▶ _YOUR INSTRUCTIONS_
Can you arrange every line of the entries below as a JSON list of strings, with one string per line and any blank lines left out?
* Start SUPPLIED DATA *
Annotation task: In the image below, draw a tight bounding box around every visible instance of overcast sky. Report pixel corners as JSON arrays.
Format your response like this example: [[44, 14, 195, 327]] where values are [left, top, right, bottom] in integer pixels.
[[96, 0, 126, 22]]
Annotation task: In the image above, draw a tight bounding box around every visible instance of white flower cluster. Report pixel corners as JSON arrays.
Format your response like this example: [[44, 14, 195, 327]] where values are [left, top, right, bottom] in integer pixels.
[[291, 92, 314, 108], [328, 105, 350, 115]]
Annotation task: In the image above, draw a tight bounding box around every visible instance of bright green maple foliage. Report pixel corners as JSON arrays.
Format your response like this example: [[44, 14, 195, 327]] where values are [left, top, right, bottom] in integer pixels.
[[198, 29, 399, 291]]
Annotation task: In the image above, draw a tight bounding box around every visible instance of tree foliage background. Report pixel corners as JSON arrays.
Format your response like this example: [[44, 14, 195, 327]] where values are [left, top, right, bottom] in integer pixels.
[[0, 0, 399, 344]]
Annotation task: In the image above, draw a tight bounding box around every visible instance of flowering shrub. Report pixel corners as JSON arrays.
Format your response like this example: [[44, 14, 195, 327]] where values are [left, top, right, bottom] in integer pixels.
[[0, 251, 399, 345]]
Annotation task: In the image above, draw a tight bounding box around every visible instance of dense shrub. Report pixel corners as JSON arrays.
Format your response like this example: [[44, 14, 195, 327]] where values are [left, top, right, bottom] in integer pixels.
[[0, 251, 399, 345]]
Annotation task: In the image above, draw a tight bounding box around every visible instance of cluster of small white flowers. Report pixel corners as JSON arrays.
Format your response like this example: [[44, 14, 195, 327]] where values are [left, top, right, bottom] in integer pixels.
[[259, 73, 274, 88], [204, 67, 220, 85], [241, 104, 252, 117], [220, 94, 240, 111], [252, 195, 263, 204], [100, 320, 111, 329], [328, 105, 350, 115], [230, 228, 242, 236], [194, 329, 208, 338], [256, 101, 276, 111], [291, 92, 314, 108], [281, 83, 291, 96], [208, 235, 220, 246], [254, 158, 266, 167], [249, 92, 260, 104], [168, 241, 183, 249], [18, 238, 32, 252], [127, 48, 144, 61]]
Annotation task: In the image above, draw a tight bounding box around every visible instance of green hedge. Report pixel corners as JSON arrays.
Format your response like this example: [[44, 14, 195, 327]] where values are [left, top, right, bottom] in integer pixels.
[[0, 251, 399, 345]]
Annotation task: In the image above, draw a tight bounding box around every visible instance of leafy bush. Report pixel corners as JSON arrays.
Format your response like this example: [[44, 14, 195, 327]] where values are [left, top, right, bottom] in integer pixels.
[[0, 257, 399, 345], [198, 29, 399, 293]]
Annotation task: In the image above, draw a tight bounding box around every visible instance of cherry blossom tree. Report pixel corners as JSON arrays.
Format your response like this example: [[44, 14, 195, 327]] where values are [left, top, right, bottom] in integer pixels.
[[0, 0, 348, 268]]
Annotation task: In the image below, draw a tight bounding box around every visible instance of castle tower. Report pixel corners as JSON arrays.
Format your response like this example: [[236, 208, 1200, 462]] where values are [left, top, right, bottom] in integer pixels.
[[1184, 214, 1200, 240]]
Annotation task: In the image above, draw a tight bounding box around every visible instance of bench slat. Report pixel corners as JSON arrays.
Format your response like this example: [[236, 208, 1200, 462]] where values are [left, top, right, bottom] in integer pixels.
* End SUPPLIED DATA *
▶ _SOLUTION FOR THIS TASK_
[
  "Annotation task: In the image below, draw a tight bounding box around every visible instance of overcast sky. Report pixel corners as JSON arrays.",
  "Format your response like this example: [[44, 14, 195, 327]] where values are [left, top, right, bottom] in integer pixels.",
  "[[96, 0, 126, 22]]",
  "Annotation task: In the image above, draw a tight bounding box around every visible instance of white flower cluster. Report pixel corners as JSON arrays.",
  "Format your response like this example: [[44, 14, 195, 327]] where values are [left, top, right, bottom] in integer pixels.",
  "[[291, 92, 314, 108], [328, 105, 350, 115]]",
  "Annotation task: In the image above, draw a tight bounding box around every visible instance of bright green maple foliage. Report pixel corners as JSON arrays.",
  "Format your response like this example: [[44, 14, 195, 327]] where values are [left, top, right, bottom] in integer pixels.",
  "[[198, 29, 399, 291]]",
  "Annotation task: In the image above, draw a tight bounding box around every visible instance of tree foliage background. Report pixel corners as JSON arrays.",
  "Format your response like this example: [[44, 14, 195, 327]] where values are [left, top, right, bottom] in integer pixels.",
  "[[0, 0, 399, 344]]",
  "Annotation task: In the image above, draw a tight bounding box around every visible instance of flowering shrub. Report pixel corners as JSON arrays.",
  "Format your response like this example: [[44, 14, 195, 327]] where values are [left, top, right, bottom] in integer pixels.",
  "[[0, 251, 399, 345]]",
  "Annotation task: In the image above, draw a tight bounding box around every visible instance of dense shrub. Report pixel corners as JSON arrays.",
  "Format your response like this example: [[44, 14, 195, 327]] where values are [left, top, right, bottom] in integer pixels.",
  "[[0, 251, 399, 345]]",
  "Annotation task: In the image above, draw a tight bounding box around every visible instance of cluster of small white flowers. Report pixel corners as JSON arrays.",
  "Format your response like this example: [[44, 14, 195, 327]] where values are [left, top, right, bottom] in integer pixels.",
  "[[259, 73, 274, 88], [204, 67, 220, 85], [241, 104, 252, 117], [220, 94, 240, 111], [252, 195, 263, 204], [100, 320, 111, 329], [328, 105, 350, 115], [230, 228, 242, 236], [194, 329, 208, 338], [256, 101, 276, 111], [291, 92, 314, 108], [281, 83, 291, 96], [208, 235, 220, 246], [254, 158, 266, 167], [249, 92, 260, 104], [168, 241, 183, 249], [18, 238, 32, 252], [127, 48, 144, 61]]",
  "Annotation task: In the image above, draw a tight bounding box around every visible instance of green hedge. Report pixel corners as JSON arrays.",
  "Format your response like this example: [[44, 14, 195, 327]] where values are [left, top, right, bottom] in integer pixels.",
  "[[0, 251, 399, 345]]",
  "Annotation task: In the image above, draw a tight bounding box around every visible instance of leafy bush. Report pixel corners as JSON arrays.",
  "Format your response like this example: [[44, 14, 195, 327]] where values are [left, top, right, bottom] in integer pixels.",
  "[[0, 257, 399, 345], [198, 29, 399, 293]]",
  "Annotation task: In the image above, draw a tight bounding box around every visible instance of cherry blossom tree. Report pixel corners as JSON arrays.",
  "Format your response like this example: [[44, 14, 195, 327]] where values are [left, top, right, bottom] in integer pixels.",
  "[[0, 0, 348, 268]]",
  "Annotation task: In the image below, draw a tight bounding box around every visible instance of castle tower. Report pixel corners as JSON arrays.",
  "Format your response like this example: [[236, 208, 1200, 462]] where values are [left, top, right, bottom] in integer pixels.",
  "[[1184, 214, 1200, 240]]",
  "Annotation task: In the image above, draw a tight bounding box around every visible instance of bench slat. Report pixel corners as JSON arrays.",
  "Format your response like this example: [[236, 208, 1200, 462]] where values are [left, top, right, bottom] in integer pixels."
]